### Problem details
List each line of the records below that contains the string "light".

>> BEGIN Records shown

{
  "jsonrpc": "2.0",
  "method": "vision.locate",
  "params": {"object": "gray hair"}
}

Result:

>> END Records shown
>> BEGIN Records shown

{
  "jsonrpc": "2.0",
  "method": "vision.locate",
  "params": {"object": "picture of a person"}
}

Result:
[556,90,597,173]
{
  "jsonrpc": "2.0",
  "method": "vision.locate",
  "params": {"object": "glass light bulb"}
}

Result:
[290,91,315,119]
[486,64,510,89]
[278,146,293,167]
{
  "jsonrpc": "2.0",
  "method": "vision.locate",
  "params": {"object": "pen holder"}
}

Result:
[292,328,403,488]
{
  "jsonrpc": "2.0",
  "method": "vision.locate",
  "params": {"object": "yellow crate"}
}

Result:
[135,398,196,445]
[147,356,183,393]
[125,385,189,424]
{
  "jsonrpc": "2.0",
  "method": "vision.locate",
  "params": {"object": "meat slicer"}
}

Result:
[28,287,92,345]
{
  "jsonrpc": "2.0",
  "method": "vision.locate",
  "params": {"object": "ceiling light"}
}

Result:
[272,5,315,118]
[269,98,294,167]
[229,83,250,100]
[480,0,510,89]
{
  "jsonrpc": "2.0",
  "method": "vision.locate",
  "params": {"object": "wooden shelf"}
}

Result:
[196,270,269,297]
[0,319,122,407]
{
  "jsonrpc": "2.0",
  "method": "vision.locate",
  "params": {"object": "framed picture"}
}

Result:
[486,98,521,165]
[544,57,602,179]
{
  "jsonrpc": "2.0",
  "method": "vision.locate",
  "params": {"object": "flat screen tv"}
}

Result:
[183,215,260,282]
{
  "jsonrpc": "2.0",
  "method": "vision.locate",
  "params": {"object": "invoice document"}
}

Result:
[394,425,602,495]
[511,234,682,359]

>> END Records shown

### Solution to the problem
  "params": {"object": "glass light bulb"}
  "params": {"object": "ceiling light"}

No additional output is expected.